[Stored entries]
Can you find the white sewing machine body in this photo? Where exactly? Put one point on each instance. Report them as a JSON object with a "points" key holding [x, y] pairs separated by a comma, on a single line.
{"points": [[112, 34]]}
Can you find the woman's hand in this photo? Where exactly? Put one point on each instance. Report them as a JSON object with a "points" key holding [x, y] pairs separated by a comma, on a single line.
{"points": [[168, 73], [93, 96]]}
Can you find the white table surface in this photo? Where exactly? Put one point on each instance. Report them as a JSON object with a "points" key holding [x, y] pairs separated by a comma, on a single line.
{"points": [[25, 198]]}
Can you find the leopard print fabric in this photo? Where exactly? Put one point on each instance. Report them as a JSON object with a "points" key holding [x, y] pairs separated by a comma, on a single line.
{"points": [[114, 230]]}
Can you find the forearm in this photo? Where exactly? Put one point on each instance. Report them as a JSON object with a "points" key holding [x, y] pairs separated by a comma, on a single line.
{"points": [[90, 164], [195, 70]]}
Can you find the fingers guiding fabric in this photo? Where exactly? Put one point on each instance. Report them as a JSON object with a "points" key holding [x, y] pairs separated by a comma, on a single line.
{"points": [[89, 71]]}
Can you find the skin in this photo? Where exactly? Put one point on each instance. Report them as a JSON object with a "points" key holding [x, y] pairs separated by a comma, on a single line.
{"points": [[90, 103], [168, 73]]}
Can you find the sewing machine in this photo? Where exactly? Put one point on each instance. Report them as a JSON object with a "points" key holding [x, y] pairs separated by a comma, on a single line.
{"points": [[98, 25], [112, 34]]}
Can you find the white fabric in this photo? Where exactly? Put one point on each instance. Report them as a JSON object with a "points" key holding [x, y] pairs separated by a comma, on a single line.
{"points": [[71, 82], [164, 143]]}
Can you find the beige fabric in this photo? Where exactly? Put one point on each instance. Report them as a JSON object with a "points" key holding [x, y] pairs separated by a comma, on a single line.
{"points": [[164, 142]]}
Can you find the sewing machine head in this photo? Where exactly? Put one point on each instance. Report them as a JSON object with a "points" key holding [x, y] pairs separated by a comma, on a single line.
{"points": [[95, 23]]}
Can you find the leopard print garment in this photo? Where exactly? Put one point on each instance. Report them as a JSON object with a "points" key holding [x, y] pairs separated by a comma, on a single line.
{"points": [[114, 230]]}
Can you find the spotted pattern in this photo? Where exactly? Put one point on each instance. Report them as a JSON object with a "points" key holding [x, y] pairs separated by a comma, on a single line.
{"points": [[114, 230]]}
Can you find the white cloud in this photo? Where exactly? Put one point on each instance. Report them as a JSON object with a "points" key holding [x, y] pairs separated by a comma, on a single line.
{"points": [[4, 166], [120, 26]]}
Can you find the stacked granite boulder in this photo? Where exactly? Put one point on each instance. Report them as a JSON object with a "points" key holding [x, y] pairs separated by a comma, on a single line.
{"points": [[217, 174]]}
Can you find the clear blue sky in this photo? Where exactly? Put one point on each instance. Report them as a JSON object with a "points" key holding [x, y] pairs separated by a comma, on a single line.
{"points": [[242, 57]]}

### EXERCISE
Write each record above out again exactly as it reads.

### EXPECTED OUTPUT
Can you find the white sewing machine body in this photo? Where exactly? Put one point on each instance. Report them as a JSON object with a "points" key holding [x, y] pairs separated by a comma, on a single line.
{"points": [[112, 34]]}
Can you find the woman's hand in this photo? Where exactly? Put one point on each instance. Report them as a JSON object with a "points" key holding [x, y] pairs separated by a comma, on a single line.
{"points": [[168, 73], [93, 96]]}
Can you find the white table surface in this photo? Where exactly? Put one point on each instance. Report them as a JSON object with a "points" key holding [x, y] pairs separated by a comma, on a single line.
{"points": [[25, 198]]}
Can you find the leopard print fabric in this photo? Where exactly? Put one point on each instance. Report them as a JSON object with a "points" key holding [x, y] pairs separated by a comma, on a single line.
{"points": [[114, 230]]}
Can you find the forearm in this photo? Where exactly? Put one point on each instance. Report them as a JSON object with a "points" key holding [x, y] pairs separated by a comma, on a single line.
{"points": [[90, 164], [195, 70]]}
Can you find the fingers guiding fabric in this photo? Where exactly? Put one point on each instance. Report them as a JSON object with a "points" key holding [x, y] pairs separated by a comma, on a single line.
{"points": [[89, 71]]}
Can you find the skin in this photo? Where exactly? Put one point on each instance. Report them as a JSON object with a "points" key holding [x, y] pairs separated by a comma, on a single line.
{"points": [[90, 103], [168, 73]]}
Can you find the sewing machine in this photo? Where exactly? Put one point on each instance. Report them as a JSON object with a "points" key holding [x, y] pairs separated by a comma, on a single line.
{"points": [[98, 25], [112, 34]]}
Can you find the white fabric in this photo? Where exactly? Put one point on each instance. Report them as a JSON object with a "points" key holding [x, y] pairs separated by a comma, on a single line.
{"points": [[71, 82], [164, 143]]}
Can you find the beige fabric in this photo? Where exactly? Put one point on each instance. Report them as a JSON object with a "points" key holding [x, y] pairs separated by a comma, on a single line.
{"points": [[164, 142]]}
Can you find the sewing machine head in this photo? Where exactly? Put one point on each instance. Report them as a JSON object with a "points" key holding [x, y] pairs separated by a comma, on a single line.
{"points": [[95, 23]]}
Can you find the leopard print garment in this photo? Where exactly? Put one point on each instance. Report them as a JSON object with a "points" key holding [x, y] pairs separated by a comma, on a single line.
{"points": [[114, 230]]}
Can you find the spotted pattern in this photo? Where exactly? Put one point on each instance. Report them as a JSON object with a "points" key holding [x, y] pairs separated by a comma, on a single line.
{"points": [[114, 230]]}
Can you find the white cloud in this photo? Where exactly? Put one point on each instance. Report them as a JSON object with a "points" key holding [x, y] pairs separated by a comma, on a single line.
{"points": [[4, 166], [120, 26]]}
Can you find the stacked granite boulder in this photo? Where exactly? Put one point on each instance. Report them as a JSON object with a "points" key holding [x, y] pairs separated by a comma, on a single line.
{"points": [[217, 174]]}
Can you find the clear blue sky in this photo? Where exactly? Put one point on each instance. Report them as a JSON object with a "points" key holding [x, y] pairs separated by a comma, on a single line.
{"points": [[242, 57]]}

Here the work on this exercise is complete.